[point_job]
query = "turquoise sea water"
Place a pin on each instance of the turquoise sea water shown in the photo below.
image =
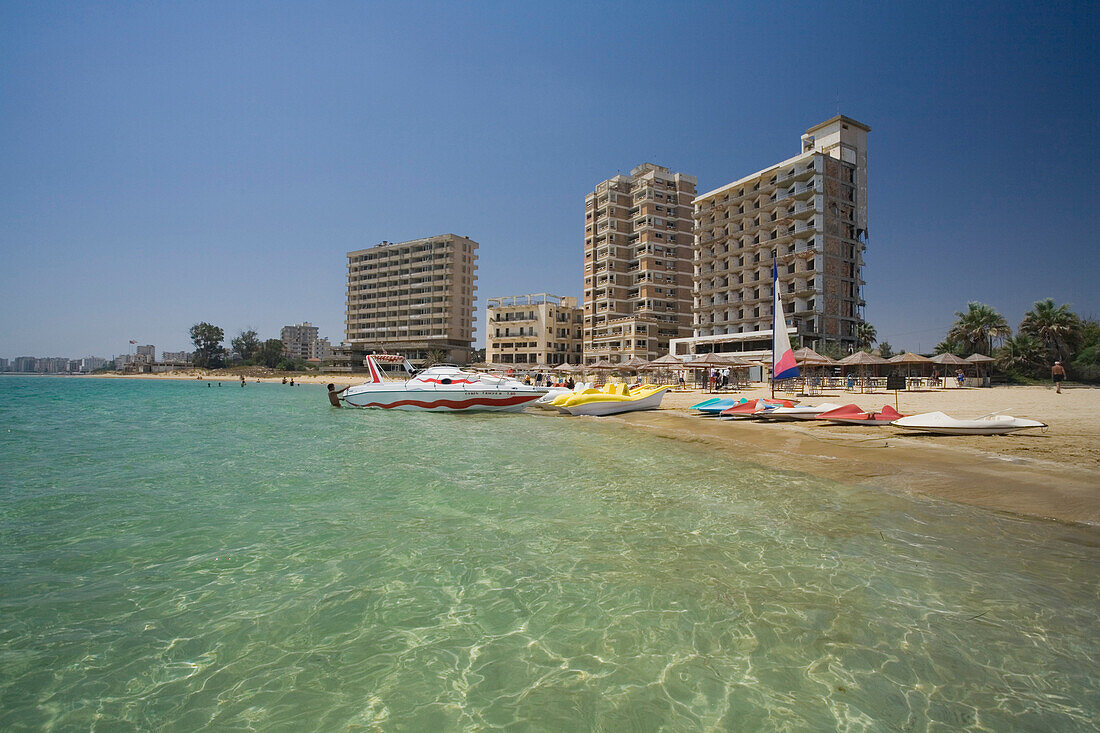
(182, 557)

********************

* [WRITTEN INSTRUCTION]
Can you update the records above by changing "turquoise sea water" to "shallow lagoon water" and keeping everything else the same? Leave the pictures out of your version.

* [RESULT OF THE TASK]
[point_job]
query = "shallow lagoon water"
Place a pin on each instance of the shallow lagoon water shown in the photo below.
image =
(182, 557)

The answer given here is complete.